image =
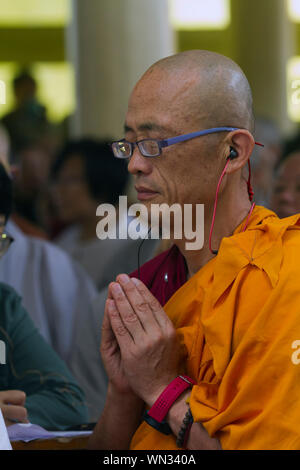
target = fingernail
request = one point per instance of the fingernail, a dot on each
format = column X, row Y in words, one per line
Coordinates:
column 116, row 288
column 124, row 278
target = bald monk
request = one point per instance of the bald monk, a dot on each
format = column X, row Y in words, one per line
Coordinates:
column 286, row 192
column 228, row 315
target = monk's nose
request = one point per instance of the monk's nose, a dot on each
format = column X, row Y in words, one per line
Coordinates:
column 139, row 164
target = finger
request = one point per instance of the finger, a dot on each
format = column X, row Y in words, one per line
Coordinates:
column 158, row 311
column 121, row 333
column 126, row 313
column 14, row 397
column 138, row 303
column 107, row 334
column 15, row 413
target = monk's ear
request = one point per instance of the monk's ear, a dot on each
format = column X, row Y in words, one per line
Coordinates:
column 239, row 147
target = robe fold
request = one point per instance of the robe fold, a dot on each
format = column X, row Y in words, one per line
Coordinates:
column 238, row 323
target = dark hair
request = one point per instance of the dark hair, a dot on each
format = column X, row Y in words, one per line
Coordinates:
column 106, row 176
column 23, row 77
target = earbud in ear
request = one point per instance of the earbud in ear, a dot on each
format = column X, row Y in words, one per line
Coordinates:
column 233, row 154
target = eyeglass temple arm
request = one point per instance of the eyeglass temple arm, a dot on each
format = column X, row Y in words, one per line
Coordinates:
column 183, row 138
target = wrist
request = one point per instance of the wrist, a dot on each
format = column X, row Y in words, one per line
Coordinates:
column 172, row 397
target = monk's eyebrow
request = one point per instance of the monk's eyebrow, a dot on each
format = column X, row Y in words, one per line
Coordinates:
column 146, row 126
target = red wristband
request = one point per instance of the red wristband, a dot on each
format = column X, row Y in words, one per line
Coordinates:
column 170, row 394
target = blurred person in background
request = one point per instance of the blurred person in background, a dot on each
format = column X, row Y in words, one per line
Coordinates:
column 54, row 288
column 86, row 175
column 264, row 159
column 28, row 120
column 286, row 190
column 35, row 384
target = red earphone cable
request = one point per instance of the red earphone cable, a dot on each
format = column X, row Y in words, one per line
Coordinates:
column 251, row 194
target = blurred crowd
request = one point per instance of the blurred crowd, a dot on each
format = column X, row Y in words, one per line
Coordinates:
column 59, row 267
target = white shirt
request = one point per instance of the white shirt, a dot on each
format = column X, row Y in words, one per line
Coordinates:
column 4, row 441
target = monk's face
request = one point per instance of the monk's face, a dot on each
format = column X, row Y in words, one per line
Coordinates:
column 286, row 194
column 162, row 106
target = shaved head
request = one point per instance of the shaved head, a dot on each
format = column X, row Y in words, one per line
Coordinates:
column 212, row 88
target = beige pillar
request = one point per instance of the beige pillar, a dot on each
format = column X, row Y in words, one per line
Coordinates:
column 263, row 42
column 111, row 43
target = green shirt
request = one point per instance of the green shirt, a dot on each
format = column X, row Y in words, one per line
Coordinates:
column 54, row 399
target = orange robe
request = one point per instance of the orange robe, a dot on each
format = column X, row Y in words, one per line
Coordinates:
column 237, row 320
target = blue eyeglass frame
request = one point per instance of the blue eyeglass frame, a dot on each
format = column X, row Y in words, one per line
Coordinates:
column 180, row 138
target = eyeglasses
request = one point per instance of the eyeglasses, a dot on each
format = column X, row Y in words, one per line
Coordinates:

============================================================

Requirement | Look over the material above and report each line holding "shirt".

Result for this task |
target = white shirt
request = one point per instance of the white shirt, a dot on each
target = green shirt
request = one point per instance of the green shirt, a dot on each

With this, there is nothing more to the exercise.